===== Given information
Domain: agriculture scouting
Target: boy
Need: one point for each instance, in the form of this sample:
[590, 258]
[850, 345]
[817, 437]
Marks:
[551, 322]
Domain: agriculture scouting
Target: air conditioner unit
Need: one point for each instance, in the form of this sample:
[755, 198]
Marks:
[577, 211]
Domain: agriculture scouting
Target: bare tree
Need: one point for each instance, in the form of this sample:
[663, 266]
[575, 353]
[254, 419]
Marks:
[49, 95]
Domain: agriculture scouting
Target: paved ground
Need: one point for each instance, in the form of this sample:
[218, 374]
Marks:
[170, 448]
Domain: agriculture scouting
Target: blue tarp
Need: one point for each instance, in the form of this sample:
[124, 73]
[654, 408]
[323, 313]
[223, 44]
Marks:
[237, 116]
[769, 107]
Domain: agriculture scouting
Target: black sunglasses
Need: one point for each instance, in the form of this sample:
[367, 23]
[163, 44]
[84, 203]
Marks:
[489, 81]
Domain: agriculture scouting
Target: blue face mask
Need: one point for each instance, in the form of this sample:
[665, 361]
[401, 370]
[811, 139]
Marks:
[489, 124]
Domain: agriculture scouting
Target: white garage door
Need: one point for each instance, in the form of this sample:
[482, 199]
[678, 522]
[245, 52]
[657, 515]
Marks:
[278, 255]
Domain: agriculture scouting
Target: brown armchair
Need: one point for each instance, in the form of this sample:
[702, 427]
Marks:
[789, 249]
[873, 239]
==========
===== Given information
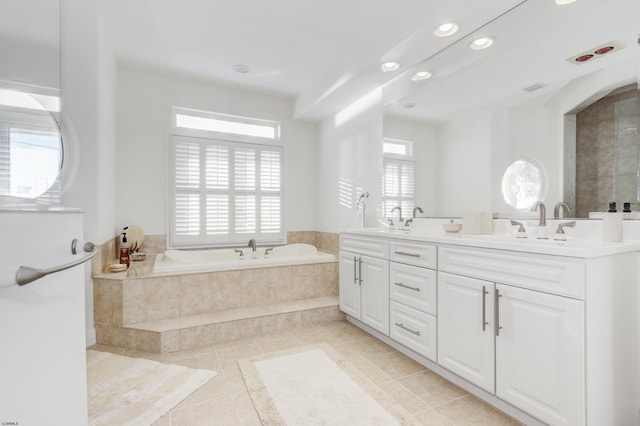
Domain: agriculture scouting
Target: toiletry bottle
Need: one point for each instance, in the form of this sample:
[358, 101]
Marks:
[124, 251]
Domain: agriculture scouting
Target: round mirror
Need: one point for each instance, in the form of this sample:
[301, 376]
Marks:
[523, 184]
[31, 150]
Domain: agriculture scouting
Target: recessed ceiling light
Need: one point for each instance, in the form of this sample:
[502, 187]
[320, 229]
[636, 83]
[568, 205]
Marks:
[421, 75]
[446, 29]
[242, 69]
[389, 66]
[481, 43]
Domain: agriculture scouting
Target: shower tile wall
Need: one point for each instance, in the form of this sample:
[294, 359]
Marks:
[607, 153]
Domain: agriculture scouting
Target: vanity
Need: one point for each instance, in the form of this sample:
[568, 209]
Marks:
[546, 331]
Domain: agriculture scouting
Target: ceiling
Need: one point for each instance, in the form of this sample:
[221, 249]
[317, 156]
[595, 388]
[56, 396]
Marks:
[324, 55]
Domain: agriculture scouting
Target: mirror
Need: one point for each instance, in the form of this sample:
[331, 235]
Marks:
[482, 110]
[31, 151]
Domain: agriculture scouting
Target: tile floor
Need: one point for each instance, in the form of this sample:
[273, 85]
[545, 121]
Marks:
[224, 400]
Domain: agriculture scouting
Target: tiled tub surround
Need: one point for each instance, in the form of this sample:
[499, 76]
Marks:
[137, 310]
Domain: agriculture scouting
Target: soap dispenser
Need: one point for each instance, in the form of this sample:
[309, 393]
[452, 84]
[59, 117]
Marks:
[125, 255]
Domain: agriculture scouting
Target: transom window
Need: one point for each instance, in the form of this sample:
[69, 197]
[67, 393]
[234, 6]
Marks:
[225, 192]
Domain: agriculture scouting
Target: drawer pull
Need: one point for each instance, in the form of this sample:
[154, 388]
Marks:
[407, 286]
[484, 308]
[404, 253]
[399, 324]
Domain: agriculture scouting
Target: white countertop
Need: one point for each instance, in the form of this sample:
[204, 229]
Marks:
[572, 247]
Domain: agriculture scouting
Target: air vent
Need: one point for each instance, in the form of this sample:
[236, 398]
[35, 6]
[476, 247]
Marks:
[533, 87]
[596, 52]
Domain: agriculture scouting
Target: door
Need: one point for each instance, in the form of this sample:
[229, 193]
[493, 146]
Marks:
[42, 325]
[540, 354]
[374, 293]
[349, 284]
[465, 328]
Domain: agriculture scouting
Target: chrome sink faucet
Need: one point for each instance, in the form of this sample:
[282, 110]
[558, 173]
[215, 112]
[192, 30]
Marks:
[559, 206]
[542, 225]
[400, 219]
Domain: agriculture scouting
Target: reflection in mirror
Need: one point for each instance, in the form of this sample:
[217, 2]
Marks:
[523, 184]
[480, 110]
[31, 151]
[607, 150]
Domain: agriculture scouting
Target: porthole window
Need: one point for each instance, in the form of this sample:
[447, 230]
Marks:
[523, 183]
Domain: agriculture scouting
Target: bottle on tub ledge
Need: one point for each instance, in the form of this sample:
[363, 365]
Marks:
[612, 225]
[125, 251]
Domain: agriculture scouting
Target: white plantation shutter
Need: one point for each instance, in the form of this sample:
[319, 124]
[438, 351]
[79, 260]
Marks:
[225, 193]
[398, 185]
==========
#### What you have to do
Count the lines of the data above that contain the string "door" and give only the number.

#### Result
2